[Opening Source material section]
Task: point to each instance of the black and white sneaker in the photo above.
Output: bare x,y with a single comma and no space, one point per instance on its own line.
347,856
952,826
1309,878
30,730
[Closing Source material section]
Work to complete - What you return must match the data word for word.

Response area -
Task: point to each instance of the black and white sneaker in the photo above.
Output: bare x,y with a single comma and no space, one point per instance on its own line.
347,856
952,826
1309,878
30,730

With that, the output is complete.